Dans notre cas, un seul article était de niveau 3. Il s’agit de l’étude menée par le professeur Mirick. Toutes les autres études, de Mme Darbre notamment, sont de niveau 4.
Quelle est méthodologie de l’étude du professeur Mirick ? Quelle en est sa conclusion ?
Marc Spielmann : L’équipe de Mirick a comparé les habitudes dirons-nous cosmétiques de deux échantillons, l’un de femmes saines, l’autre de femmes atteintes d’un cancer du sein. Il se trouve que l’utilisation d’antitranspirants, même après rasage des aisselles, n’augmente pas le risque de contraction d’un cancer du sein. Seule une petite augmentation, non significative, du taux de cancer a été observée dans le cas d’application de déodorants.
L’un des arguments de Mme Darbre concerne l’évolution voisine des ventes de déodorants et antitranspirants et du nombre de cancers du sein dans les pays développés. Comment expliquez-vous ce fait ?
Marc Spielmann : Effectivement les courbes se superposent presque. Comparez les ventes de machines à laver et le nombre de cancers du sein au cours du temps et vous obtiendrez exactement le même résultat. En fait, les déodorants se sont développés dans les pays riches avec le boom industriel, tout comme les machines à laver.
En outre, les courbes mises en évidence par Mme Darbre, dans le cas de la France, s’éloignent l’une de l’autre à partir de l’année 2002 environ. Pourquoi ? Tout simplement parce qu’à cette date a été mis en place le dépistage du cancer du sein. Vous noterez d’ailleurs la décroissance du nombre de cancers du sein pendant les années suivantes, notamment suite à l’arrêt des traitements à base d’œstrogènes lors de la ménopause, facteurs avérés de développement de cancers du sein.

• _EXTRAITS DE DONNÉES_:
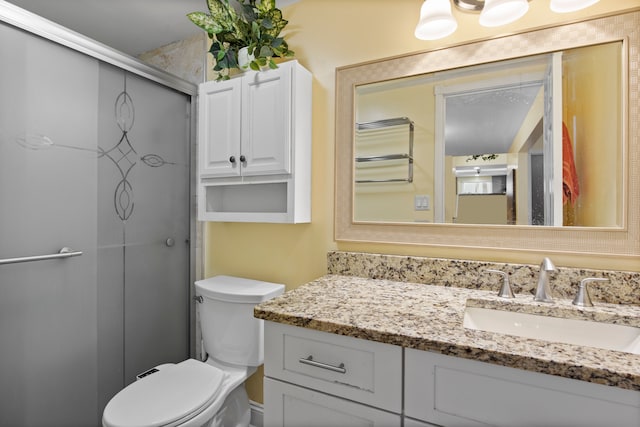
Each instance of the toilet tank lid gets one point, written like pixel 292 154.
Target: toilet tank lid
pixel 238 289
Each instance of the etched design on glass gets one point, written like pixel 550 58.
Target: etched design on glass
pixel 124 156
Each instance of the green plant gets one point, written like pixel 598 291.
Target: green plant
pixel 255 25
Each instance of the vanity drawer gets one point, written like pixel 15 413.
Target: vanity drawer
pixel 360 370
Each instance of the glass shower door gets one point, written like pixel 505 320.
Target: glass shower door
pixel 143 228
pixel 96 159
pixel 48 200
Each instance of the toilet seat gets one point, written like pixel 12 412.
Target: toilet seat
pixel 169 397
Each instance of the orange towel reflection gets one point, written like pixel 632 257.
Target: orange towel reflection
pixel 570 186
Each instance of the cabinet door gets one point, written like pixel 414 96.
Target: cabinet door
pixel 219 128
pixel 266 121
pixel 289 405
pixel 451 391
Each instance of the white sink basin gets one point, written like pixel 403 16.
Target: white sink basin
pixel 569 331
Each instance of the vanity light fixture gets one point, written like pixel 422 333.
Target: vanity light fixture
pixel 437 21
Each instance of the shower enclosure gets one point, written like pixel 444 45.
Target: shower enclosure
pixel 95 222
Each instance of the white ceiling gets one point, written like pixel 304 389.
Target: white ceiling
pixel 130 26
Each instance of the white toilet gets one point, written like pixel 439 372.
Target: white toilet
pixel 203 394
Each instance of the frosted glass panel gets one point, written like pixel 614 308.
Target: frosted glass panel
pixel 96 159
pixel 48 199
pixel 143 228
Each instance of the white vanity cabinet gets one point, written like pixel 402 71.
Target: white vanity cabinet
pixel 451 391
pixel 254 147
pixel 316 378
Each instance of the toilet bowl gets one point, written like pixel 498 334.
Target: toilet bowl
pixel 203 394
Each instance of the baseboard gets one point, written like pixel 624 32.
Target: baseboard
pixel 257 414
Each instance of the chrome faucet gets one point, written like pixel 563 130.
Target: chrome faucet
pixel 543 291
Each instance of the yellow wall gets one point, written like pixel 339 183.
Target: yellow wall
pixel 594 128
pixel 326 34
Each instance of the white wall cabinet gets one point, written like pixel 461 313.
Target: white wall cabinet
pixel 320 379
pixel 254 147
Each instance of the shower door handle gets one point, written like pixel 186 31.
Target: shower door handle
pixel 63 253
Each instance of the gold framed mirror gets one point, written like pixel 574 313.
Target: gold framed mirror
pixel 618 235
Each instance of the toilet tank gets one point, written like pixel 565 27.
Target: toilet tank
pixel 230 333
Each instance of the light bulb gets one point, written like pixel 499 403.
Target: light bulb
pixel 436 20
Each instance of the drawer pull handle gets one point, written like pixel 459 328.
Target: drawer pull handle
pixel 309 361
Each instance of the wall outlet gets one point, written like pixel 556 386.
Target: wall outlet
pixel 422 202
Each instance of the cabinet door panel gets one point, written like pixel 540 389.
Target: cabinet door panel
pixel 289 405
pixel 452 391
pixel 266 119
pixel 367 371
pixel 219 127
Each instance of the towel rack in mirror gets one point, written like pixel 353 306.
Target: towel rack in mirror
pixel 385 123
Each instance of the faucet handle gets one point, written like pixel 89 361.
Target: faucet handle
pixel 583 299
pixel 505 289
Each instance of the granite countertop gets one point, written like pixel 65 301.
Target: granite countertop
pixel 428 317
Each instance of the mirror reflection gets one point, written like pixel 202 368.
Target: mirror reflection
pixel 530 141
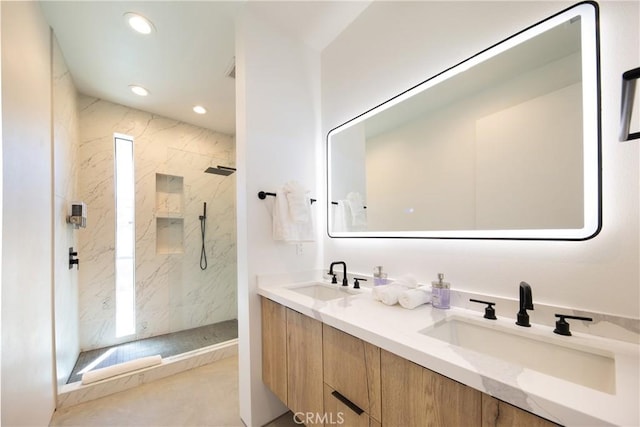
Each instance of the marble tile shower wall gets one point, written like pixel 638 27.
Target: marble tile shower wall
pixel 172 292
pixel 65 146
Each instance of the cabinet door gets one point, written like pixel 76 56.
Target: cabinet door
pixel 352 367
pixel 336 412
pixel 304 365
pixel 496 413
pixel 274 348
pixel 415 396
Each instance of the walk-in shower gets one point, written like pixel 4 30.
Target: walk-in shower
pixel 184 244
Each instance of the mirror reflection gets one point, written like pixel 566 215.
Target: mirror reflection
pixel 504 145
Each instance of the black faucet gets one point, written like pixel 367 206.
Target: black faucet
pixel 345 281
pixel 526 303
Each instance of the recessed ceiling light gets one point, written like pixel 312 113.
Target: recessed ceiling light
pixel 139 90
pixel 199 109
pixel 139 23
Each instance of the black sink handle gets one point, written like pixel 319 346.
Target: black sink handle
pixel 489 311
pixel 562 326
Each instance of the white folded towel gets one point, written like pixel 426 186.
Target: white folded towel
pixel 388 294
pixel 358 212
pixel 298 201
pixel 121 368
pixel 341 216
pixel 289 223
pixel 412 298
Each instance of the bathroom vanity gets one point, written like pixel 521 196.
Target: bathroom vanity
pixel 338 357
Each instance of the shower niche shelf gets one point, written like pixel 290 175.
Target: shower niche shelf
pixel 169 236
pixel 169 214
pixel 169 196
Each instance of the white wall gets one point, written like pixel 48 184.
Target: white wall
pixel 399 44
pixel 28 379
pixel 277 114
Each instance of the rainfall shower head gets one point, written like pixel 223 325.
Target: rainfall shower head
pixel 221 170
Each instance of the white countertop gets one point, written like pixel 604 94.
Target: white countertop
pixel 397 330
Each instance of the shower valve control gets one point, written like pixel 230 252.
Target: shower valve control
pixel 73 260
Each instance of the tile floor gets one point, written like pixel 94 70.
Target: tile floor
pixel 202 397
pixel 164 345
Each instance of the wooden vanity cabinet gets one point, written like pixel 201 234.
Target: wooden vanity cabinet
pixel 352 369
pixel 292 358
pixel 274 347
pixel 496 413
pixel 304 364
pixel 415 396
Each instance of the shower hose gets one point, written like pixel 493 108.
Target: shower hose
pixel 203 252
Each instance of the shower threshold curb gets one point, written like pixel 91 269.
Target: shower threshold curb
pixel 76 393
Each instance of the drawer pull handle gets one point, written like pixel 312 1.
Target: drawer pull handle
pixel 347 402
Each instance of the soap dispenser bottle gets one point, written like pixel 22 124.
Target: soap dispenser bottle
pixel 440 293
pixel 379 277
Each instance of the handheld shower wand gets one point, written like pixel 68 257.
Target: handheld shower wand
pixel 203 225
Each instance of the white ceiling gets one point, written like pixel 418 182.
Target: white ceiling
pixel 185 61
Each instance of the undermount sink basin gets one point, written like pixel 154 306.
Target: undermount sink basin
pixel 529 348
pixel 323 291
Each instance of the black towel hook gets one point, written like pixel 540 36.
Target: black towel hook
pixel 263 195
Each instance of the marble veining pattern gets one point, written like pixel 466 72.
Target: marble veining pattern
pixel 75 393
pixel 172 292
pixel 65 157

• _EXERCICES_:
1) Selon le passage, vers quelle année les courbes présentées par Mme Darbre pour la France commencent-elles à s'éloigner l'une de l'autre ?
2) Transcrivez fidèlement un extrait du passage, en commençant aux mots « Dans notre cas, un » et en vous arrêtant après les mots « de niveau 4. ».
Les données ne sont pas utiles pour les exercices.

• _CORRIGÉ DES ACTIVITÉS_:
1) Vers l'année 2002.

2)
Dans notre cas, un seul article était de niveau 3. Il s’agit de l’étude menée par le professeur Mirick. Toutes les autres études, de Mme Darbre notamment, sont de niveau 4.